O QUE SE PEDE: No texto sobre a ditadura da imagem, em que obra Marx chamou a atenção para o fetichismo da mercadoria?

TRECHO APRESENTADO:
Cartazes, outdoors, faixas, pôsteres...
Tudo isso acontece porque há uma ditadura da imagem em nosso cotidiano. Em praticamente qualquer cidade, vivemos cercados de cartazes, outdoors, faixas, pôsteres, etc. E nas padarias, restaurantes, lanchonetes e bares a telinha é onipresente. As pessoas sentam-se para comer, beber, conversar e não conversam. Ficam assistindo à televisão. E se conversam, a pauta já esta dada. É o que acabou de passar na tela. E isso só acontece porque a imagem tem maior poder de persuasão que o texto escrito ou a simples conversa.
Até os computadores transformaram-se em geradores de imagens. A grande sacada de Bill Gates foi enxergar essa tendência e criar programas de computador que são visualizados e operados através de janelas. De novo, impera o caminho mais fácil. O da imagem, em oposição ao da escrita.
Mas de onde vem essa ditadura da imagem? Por que a imagem e não o som? Ou a própria escrita? Este é artigo não é uma defesa de tese ou um estudo. Não tenho a pretensão e a capacidade para tanto. Mas, vamos tentar algumas pistas.
Fetichismo: pessoas se relacionam através das mercadorias e as mercadorias, através das pessoas
Marx em O Capital chamou a atenção para o que ele chamou de fetichismo da mercadoria. Grosso modo, fetichismo da mercadoria seria o fato de que as pessoas sob o capitalismo se conhecem e se relacionam através das mercadorias. Com exceção de nossos parentes, todas as outras pessoas com quem nos relacionamos são parte do processo de circulação da mercadorias. Podemos conhecer o fulano do açougue em frente, mas primeiramente o conhecemos como vendedor da mercadoria carne. Lembramos do ciclano da padaria da esquina antes de tudo como o vendedor de pão. Quanto a nossos amigos, conhecemos muitos deles porque vendiam ou vendem sua força de trabalho na mesma fábrica, banco, escola etc em que vendíamos ou vendemos a nossa força de trabalho. Desse modo, se o açougue fechar ou um colega for demitido, as chances de perdemos contatos com quem tínhamos relações de amizade são grandes. Por outro lado, se as mercadorias é que são as ligações entre nós, são elas que estabelecem relações entre si. Ela é que tem vida social, não nós. Ou seja, as pessoa se relacionam através das mercadorias e as mercadorias através das pessoas. É esta inversão que Marx chama de fetichismo, pois no fetichismo religioso as coisas ganham movimento próprio e dominam a vida dos seres humanos. E esta é a realidade social que vivemos, gostemos ou não. Pelo menos, enquanto durar o capitalismo.

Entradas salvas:

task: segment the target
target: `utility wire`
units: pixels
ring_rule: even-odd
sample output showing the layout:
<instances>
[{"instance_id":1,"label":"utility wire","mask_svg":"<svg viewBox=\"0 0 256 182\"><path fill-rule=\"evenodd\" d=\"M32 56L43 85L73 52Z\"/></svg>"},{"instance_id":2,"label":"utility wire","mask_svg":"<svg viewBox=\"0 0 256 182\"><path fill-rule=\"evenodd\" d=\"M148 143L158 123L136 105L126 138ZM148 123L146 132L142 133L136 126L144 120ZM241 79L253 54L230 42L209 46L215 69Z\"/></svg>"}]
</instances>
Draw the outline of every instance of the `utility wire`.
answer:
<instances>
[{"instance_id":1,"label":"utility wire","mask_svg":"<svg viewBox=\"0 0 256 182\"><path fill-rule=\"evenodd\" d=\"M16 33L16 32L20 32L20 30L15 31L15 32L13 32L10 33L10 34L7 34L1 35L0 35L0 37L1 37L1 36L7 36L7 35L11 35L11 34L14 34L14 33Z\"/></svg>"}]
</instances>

RESOLUÇÃO DO PROBLEMA: Em O Capital.